Task | Reproduce the lines of the material unchanged, from the line containing "Where can the sculpture's leg be found here?" through the line containing "[[224, 68]]", both included.

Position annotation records
»»
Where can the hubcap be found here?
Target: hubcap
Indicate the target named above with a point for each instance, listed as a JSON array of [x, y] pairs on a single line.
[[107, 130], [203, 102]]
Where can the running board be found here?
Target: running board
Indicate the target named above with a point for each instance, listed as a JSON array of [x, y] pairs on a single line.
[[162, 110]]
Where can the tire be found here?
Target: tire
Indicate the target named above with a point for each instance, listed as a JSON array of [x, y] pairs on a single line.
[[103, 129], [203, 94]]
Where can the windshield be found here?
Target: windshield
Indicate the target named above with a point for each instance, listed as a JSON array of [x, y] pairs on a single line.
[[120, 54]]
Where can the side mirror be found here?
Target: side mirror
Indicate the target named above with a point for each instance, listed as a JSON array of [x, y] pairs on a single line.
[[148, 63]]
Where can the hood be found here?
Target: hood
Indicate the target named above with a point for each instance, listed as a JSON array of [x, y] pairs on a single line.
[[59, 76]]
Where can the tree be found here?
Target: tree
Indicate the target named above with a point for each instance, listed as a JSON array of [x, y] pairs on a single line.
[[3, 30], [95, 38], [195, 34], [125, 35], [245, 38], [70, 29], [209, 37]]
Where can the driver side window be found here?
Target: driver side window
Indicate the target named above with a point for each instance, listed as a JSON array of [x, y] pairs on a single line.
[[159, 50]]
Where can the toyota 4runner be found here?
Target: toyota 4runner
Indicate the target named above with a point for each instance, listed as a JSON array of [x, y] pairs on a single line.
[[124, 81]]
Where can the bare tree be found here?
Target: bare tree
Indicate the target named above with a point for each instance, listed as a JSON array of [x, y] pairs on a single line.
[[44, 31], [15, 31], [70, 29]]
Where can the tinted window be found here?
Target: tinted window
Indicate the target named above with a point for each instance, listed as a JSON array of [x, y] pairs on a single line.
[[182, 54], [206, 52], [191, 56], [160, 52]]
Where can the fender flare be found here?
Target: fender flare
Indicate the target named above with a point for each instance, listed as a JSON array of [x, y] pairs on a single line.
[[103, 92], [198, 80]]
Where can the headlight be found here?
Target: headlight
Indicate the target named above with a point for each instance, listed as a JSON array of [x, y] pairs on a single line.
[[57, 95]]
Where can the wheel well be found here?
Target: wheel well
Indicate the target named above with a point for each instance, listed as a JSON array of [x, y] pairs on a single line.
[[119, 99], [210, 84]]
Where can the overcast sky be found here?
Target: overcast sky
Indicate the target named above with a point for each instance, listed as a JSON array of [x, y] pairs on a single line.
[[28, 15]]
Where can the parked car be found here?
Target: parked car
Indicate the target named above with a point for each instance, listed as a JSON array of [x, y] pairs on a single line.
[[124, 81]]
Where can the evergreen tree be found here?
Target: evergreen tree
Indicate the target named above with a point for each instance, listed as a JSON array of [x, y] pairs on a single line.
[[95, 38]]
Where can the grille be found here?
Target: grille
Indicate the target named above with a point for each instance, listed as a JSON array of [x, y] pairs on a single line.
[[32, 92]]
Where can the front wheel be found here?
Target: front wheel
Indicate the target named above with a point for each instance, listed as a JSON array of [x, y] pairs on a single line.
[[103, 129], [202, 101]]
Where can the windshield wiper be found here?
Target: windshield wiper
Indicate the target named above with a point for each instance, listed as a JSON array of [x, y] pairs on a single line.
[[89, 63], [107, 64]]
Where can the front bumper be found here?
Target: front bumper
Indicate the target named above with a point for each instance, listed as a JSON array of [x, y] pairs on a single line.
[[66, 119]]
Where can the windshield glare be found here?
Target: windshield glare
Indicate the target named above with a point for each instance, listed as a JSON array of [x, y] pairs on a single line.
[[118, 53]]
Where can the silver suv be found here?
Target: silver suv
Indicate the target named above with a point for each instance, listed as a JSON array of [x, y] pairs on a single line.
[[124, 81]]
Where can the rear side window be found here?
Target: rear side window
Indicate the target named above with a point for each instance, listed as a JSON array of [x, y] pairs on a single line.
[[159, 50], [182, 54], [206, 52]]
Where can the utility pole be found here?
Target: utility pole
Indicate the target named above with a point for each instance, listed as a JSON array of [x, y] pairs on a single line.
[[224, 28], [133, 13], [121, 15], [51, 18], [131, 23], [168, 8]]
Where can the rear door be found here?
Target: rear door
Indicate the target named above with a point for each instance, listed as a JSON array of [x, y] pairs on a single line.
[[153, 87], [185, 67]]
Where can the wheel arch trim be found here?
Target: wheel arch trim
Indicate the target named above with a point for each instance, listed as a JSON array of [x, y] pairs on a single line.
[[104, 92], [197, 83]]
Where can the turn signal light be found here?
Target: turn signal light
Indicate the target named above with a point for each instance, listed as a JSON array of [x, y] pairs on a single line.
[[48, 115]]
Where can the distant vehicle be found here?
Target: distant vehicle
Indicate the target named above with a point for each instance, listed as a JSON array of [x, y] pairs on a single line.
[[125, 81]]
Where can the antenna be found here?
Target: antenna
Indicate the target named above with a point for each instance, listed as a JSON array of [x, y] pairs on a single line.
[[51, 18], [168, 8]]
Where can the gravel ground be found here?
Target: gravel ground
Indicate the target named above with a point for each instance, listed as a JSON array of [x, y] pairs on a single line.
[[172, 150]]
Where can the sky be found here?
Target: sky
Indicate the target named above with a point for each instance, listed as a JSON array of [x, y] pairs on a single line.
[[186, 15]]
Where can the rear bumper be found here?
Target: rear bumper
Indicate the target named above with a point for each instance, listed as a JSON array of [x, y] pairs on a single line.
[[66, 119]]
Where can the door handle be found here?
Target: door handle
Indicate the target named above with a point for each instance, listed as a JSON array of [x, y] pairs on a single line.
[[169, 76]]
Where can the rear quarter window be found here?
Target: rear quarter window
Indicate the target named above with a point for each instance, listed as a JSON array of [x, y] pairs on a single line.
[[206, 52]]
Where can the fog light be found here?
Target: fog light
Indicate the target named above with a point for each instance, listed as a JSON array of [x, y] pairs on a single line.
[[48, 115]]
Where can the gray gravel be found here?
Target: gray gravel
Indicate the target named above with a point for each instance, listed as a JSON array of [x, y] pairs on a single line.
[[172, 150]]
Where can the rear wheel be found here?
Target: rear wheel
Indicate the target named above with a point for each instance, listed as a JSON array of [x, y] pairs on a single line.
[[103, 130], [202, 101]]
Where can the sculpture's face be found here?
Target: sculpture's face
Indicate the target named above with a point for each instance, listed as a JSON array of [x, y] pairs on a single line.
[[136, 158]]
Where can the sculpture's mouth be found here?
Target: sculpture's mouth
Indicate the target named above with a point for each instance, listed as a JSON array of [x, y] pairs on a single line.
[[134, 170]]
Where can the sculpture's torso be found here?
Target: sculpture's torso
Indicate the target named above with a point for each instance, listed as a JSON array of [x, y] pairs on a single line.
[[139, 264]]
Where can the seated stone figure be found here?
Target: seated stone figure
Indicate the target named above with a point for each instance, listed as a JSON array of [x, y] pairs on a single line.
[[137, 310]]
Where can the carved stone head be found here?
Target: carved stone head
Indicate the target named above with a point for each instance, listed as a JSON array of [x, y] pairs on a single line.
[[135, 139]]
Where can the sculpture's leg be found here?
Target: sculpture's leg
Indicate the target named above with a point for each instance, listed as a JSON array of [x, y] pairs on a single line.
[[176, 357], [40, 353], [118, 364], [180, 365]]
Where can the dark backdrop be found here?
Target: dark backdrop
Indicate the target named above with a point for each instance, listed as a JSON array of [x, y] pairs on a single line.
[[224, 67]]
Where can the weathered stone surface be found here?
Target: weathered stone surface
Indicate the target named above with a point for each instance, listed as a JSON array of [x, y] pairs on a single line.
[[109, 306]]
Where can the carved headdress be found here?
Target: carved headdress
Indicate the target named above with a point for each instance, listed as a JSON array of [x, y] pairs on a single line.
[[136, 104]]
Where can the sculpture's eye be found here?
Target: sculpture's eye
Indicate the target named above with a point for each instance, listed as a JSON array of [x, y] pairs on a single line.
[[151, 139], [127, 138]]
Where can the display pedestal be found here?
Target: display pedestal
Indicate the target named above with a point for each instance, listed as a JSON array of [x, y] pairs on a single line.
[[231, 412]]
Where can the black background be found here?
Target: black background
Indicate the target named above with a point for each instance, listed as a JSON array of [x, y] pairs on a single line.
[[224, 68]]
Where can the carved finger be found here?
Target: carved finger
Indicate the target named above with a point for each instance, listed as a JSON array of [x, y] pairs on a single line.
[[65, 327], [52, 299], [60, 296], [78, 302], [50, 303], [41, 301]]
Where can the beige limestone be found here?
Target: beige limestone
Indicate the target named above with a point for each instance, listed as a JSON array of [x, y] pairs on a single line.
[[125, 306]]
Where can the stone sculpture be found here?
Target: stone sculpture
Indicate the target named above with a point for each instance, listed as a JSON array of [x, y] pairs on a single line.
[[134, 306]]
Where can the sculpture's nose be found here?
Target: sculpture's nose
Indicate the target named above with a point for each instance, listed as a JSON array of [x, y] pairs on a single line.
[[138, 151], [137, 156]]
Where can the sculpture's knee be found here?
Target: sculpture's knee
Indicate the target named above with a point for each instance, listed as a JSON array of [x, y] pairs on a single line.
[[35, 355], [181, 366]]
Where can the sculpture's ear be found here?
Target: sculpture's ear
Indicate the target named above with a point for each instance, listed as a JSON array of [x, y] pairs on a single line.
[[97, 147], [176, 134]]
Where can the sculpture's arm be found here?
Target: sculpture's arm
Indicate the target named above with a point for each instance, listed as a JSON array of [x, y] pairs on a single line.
««
Response below |
Where can the sculpture's leg be found here?
Target: sculpture's leg
Indicate the target named above with a point for each instance, listed as a JSON array of [x, y] pairs on a single line.
[[176, 357], [40, 353], [118, 364], [180, 365]]
Where can the dark backdrop be found here?
Target: dark backdrop
Indicate the target named above with a point for each instance, listed as a JSON array of [x, y] pairs on a single line.
[[224, 67]]
Where can the weathered stone surface be found here?
Target: weathered stone surface
Indicate the target named above with a point for each instance, listed as a JSON array of [x, y] pairs on a single line.
[[109, 306]]
Where can the carved headdress be found here?
Target: carved headdress
Indicate the target named above with a point for each instance, listed as a JSON array of [x, y] pairs on a single line.
[[136, 104]]
Where can the sculpture's eye be found here?
Target: sculpture's eye
Indicate the target named above with a point for each instance, listed as a JSON array of [x, y] pairs on a single line.
[[151, 139], [127, 138]]
Where can the display pedestal be found here?
Target: display pedestal
Indicate the target named above with a point for each instance, listed as a JSON array of [x, y] pairs on a single line.
[[231, 412]]
Where can the black background be found here?
Target: black background
Indicate the target named above with a point for each instance, listed as a JSON array of [x, y] pairs on a single line.
[[224, 68]]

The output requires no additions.